Data records —
+ + + +

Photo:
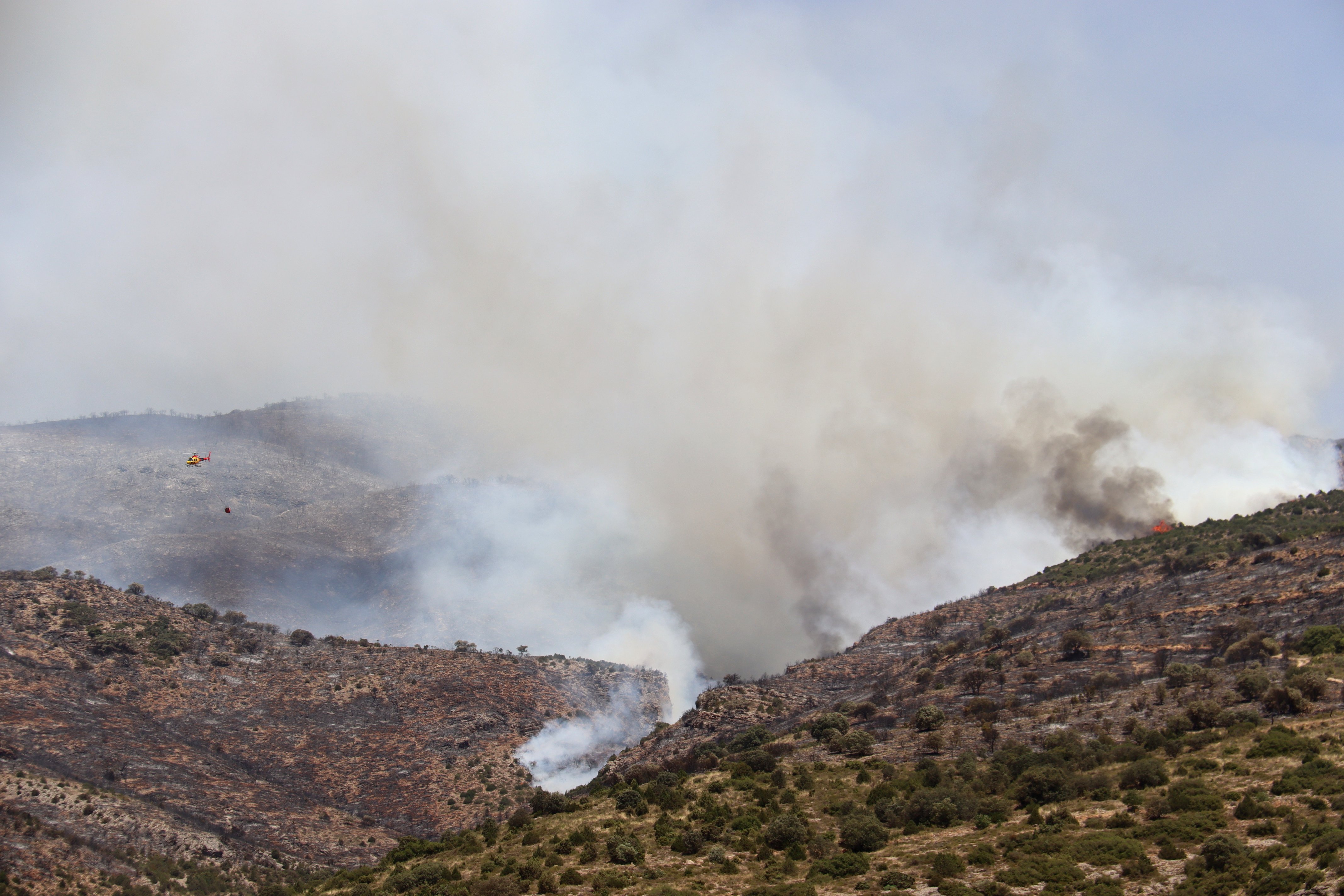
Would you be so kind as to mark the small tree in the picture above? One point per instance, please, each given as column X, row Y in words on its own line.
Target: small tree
column 1076, row 644
column 929, row 718
column 990, row 734
column 1162, row 658
column 1252, row 683
column 975, row 680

+ + + +

Task directions —
Reproduce the material word for word, but without its images.

The answer —
Photo:
Would you be so kind as to mark the small tree in the picture above? One point per instance, please, each given as column X, row Y in words on its own line.
Target: small tree
column 1076, row 644
column 929, row 718
column 990, row 734
column 1162, row 658
column 1252, row 683
column 975, row 680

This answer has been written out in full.